CONSEGNA 1.
Nel brano su Memorial International, quale ateneo ha conferito la laurea honoris causa a Elena Zhemkova nel giugno 2022?
CONSEGNA 2.
Estrai dalle voci, senza alcuna modifica, tutto ciò che va dalla riga contenente "task | put one marker on every instance of the vegetation" fino alla riga contenente "x=280 y=264", entrambe comprese.

BRANO SCELTO.
┄┄┄┄┄┄┄┄┄┄┄┄┄┄┄┄┄┄┄┄

Il ricorso alla memoria aiuta anche a interrogarsi sul proprio operato. Nel giugno 2022 Elena Zhemkova, direttrice esecutiva di Memorial International, in occasione della consegna della laurea honoris causa da parte del prestigioso ateneo parigino Sciences Po, con estrema lucidità ha svolto questo esercizio rigoroso di rilettura sul lavoro svolto dall’ONG, con la sensazione dolorosa che non sia stato sufficiente, alla luce della situazione in Russia e dello scoppio di un altro conflitto in Europa. Nelle sue parole si coglieva come la scelta di mettere in discussione riguardasse non solo le azioni di altri, ma anche la propria attività. Mettere e mettersi in discussione sono due conseguenze di un medesimo atteggiamento di fondo, che tende alla ricerca di un bene più grande, senza accomodarsi sui risultati raggiunti, anche quando riscuotono il plauso generale. È questa la radice di un lavoro che costruisce la pace, e che il Nobel riconosce e ripropone all’attenzione globale.

┄┄┄┄┄┄┄┄┄┄┄┄┄┄┄┄┄┄┄┄

DATI DI PARTENZA.

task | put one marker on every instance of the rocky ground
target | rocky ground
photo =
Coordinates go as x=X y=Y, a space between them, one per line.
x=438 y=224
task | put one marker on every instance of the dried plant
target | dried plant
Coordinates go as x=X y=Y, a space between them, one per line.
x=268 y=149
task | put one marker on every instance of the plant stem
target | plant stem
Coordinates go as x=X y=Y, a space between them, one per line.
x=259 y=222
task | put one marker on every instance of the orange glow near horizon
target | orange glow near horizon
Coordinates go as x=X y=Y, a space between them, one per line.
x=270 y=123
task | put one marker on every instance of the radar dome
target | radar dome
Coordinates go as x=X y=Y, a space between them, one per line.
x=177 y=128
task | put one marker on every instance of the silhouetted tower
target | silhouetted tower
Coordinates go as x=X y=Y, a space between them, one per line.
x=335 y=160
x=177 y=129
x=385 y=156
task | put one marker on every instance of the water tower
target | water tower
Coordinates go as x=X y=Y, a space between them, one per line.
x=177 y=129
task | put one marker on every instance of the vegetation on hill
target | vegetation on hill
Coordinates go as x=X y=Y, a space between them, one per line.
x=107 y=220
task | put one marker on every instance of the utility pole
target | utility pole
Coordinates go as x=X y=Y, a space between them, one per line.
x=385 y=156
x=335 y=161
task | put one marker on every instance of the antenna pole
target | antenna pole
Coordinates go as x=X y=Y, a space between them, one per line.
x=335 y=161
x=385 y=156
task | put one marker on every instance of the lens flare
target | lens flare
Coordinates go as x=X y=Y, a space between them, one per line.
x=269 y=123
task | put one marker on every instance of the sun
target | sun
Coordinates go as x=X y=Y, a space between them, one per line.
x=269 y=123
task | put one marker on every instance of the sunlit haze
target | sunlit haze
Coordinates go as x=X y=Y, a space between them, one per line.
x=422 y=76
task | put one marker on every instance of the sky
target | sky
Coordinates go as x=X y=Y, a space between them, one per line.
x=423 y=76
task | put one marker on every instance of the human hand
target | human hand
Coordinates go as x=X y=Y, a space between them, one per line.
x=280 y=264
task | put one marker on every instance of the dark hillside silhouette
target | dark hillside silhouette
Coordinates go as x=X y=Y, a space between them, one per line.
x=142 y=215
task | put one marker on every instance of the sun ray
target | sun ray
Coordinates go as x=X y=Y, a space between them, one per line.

┄┄┄┄┄┄┄┄┄┄┄┄┄┄┄┄┄┄┄┄

SOLUZIONE 1.
Sciences Po, il prestigioso ateneo parigino.

SOLUZIONE 2.
task | put one marker on every instance of the vegetation on hill
target | vegetation on hill
Coordinates go as x=X y=Y, a space between them, one per line.
x=107 y=220
task | put one marker on every instance of the utility pole
target | utility pole
Coordinates go as x=X y=Y, a space between them, one per line.
x=385 y=156
x=335 y=161
task | put one marker on every instance of the antenna pole
target | antenna pole
Coordinates go as x=X y=Y, a space between them, one per line.
x=335 y=161
x=385 y=156
task | put one marker on every instance of the lens flare
target | lens flare
Coordinates go as x=X y=Y, a space between them, one per line.
x=269 y=123
task | put one marker on every instance of the sun
target | sun
Coordinates go as x=X y=Y, a space between them, one per line.
x=269 y=123
task | put one marker on every instance of the sunlit haze
target | sunlit haze
Coordinates go as x=X y=Y, a space between them, one per line.
x=422 y=76
task | put one marker on every instance of the sky
target | sky
Coordinates go as x=X y=Y, a space between them, one per line.
x=423 y=76
task | put one marker on every instance of the human hand
target | human hand
Coordinates go as x=X y=Y, a space between them, one per line.
x=280 y=264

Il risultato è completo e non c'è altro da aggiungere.